**Aim:** Please print, unchanged and with nothing else, everything in the data from the line containing "Mark a point on each instance of the neck" down to the line containing "[(66, 190)]", including both of those lines.

── Provided material

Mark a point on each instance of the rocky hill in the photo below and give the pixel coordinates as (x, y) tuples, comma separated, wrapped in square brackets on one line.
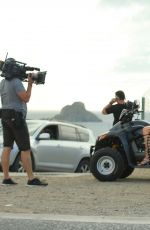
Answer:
[(76, 113)]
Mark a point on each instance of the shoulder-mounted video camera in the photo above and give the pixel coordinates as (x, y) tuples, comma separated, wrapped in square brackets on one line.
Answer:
[(10, 68)]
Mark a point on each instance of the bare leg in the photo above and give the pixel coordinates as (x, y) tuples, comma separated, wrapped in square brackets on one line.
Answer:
[(5, 161), (27, 163)]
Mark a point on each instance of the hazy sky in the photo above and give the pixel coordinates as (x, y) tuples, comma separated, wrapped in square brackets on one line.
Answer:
[(90, 48)]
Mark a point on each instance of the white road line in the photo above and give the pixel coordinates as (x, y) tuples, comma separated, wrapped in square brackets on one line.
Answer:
[(75, 218)]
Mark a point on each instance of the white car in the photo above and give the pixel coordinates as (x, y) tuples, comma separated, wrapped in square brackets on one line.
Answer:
[(55, 146)]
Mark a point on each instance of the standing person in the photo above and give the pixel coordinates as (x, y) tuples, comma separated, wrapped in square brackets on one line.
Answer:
[(14, 109), (115, 106)]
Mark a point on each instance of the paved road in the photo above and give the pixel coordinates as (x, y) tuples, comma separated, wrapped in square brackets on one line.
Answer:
[(60, 222)]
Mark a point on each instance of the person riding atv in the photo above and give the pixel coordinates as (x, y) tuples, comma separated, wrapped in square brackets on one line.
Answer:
[(120, 150)]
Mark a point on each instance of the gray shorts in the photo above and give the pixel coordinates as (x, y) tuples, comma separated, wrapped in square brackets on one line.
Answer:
[(19, 134)]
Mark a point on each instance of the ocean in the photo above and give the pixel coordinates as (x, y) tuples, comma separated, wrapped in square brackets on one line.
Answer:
[(96, 127)]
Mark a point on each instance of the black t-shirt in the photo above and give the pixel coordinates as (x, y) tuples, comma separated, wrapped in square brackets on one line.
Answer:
[(116, 111)]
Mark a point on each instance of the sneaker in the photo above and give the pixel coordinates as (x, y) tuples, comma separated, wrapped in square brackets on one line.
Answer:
[(37, 182), (8, 182)]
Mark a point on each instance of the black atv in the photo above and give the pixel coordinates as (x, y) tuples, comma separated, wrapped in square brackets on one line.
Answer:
[(117, 153)]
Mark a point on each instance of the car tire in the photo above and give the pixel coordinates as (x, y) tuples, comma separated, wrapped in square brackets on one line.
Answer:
[(84, 166), (18, 166), (107, 164)]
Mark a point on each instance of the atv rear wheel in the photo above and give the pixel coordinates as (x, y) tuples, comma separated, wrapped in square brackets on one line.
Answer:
[(107, 164)]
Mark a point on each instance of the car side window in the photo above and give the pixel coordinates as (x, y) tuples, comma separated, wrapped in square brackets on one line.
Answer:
[(68, 133), (84, 135), (52, 130)]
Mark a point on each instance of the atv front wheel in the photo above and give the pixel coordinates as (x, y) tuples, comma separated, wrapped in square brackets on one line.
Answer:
[(127, 172), (107, 164)]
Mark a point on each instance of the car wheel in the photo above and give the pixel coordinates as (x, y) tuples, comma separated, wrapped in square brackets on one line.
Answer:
[(127, 172), (17, 165), (84, 166), (107, 164)]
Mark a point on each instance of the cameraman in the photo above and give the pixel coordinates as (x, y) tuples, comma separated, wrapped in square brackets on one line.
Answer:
[(14, 109), (115, 106)]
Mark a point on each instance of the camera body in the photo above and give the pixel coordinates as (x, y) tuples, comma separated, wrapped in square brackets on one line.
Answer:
[(15, 69)]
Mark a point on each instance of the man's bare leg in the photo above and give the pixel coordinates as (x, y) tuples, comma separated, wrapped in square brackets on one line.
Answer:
[(5, 161), (27, 163)]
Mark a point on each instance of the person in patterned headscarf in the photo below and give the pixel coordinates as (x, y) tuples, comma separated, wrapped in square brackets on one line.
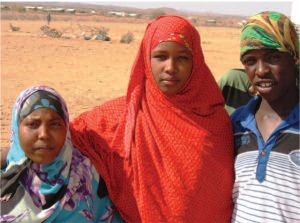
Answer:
[(165, 150), (45, 178), (266, 130)]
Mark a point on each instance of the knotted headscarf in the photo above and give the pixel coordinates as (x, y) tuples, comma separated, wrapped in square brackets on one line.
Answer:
[(270, 30)]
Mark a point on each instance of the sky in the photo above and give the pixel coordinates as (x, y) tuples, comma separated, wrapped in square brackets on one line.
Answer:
[(231, 7), (224, 7)]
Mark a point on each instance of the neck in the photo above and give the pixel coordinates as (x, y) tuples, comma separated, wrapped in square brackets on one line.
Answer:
[(280, 107)]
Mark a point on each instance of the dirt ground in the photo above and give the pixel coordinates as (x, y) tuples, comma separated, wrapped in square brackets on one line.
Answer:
[(86, 73)]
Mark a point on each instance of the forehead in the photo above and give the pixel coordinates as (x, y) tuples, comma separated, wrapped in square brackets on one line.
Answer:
[(43, 114), (260, 52), (171, 46)]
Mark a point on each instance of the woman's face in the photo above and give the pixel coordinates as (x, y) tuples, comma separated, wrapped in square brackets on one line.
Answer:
[(171, 65), (42, 135)]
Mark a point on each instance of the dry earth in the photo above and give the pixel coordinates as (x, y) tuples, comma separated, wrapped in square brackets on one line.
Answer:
[(86, 73)]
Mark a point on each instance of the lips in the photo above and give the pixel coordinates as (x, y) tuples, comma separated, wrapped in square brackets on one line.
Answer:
[(48, 148), (265, 86), (169, 81)]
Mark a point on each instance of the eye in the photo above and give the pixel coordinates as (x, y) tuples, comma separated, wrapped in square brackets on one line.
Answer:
[(248, 61), (32, 124), (160, 57), (184, 57), (57, 123), (274, 57)]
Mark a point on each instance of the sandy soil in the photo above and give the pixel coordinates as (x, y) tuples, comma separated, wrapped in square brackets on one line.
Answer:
[(86, 73)]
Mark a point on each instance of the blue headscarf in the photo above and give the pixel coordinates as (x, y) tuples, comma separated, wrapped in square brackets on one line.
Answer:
[(66, 190)]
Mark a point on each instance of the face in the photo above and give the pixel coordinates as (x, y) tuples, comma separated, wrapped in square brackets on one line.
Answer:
[(171, 65), (42, 135), (272, 73)]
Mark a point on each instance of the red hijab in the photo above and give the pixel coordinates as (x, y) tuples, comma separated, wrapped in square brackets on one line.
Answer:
[(164, 158)]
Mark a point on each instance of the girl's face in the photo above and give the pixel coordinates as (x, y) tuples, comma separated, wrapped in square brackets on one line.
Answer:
[(171, 65), (42, 135)]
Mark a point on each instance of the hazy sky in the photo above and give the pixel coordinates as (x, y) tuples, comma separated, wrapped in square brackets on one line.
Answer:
[(241, 7), (224, 7)]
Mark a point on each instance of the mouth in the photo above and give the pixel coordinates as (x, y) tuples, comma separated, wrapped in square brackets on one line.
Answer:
[(169, 82), (265, 86), (43, 148)]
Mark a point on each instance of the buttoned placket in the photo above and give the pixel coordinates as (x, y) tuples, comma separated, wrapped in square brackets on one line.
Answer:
[(264, 148)]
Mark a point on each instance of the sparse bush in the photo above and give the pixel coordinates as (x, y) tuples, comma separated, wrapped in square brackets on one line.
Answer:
[(102, 34), (127, 38), (14, 28)]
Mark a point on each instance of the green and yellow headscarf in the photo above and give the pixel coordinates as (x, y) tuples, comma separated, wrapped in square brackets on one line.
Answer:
[(270, 30)]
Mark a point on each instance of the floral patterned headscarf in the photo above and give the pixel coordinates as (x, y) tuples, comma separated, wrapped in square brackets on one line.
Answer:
[(64, 190), (270, 30)]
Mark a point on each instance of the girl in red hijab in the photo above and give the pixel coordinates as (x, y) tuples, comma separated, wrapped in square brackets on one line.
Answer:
[(164, 150)]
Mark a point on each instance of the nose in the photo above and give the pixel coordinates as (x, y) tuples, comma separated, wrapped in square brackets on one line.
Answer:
[(171, 66), (43, 132), (262, 69)]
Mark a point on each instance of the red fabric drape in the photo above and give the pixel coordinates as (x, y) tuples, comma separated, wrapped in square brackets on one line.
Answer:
[(164, 158)]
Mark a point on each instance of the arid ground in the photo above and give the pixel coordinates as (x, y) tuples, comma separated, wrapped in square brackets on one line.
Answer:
[(87, 72)]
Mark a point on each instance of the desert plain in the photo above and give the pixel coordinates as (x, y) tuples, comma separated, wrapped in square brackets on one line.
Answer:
[(87, 72)]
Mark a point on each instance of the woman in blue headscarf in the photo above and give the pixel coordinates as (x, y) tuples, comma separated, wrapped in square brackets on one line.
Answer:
[(45, 178)]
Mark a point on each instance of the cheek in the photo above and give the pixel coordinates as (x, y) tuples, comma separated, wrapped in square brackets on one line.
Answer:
[(155, 70), (26, 139)]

────

**Solved exercise:**
Mark a point on each instance of the neck in the photo above and give the pixel coordinates as (x, y) tuples, comma separated, wrapped in square brackets on one line.
Answer:
[(280, 107)]
Mark a point on each instance of the dirt ground in the photo above and give the pixel coordinates as (x, y) tuples, comma separated, wrapped in square brackets on one line.
Answer:
[(86, 73)]
Mark a point on each instance of the forehead in the photo above and give the pixel coordinates as (x, y) tuples, comma separated, wrapped in square brackets on one line.
Answer:
[(43, 114), (260, 52), (171, 46)]
Mark a point on each instance of the woman's face in the photo above and give the pixel coordinates as (x, y) tuples, comma separated, wrapped in square brackets on one line.
Answer:
[(171, 65), (42, 135)]
Mark a point on each instance of the dry earth in the photo above and give the pixel coordinates as (x, y) tuples, comma separated, wrapped in square brackets on one line.
Answer:
[(86, 73)]
Mark a point on each instance of the lips in the photo above and give the pixel coordinates as (x, y) tuples, comma separated, wrapped in square brackets on one line.
Answer:
[(48, 148), (265, 86), (169, 81)]
Mark a point on each instance of the eye in the photo above and give the pixel coordinates as (x, y) tuples, comma separated, wrapped in square brackets on one line.
Answer:
[(248, 61), (32, 124), (160, 57), (184, 57), (57, 123), (274, 57)]
Mark a point on each instance of the sandy soil in the photo above and give the pixel coordinates as (x, y) tuples, comma separated, wrapped in square brackets on one line.
Answer:
[(86, 73)]
Mark a point on each instance of the blue headscarf in the photo above and give the pixel coordinates as (x, y) tuples, comma separated, wrapped in square brackets on one line.
Answer:
[(66, 190)]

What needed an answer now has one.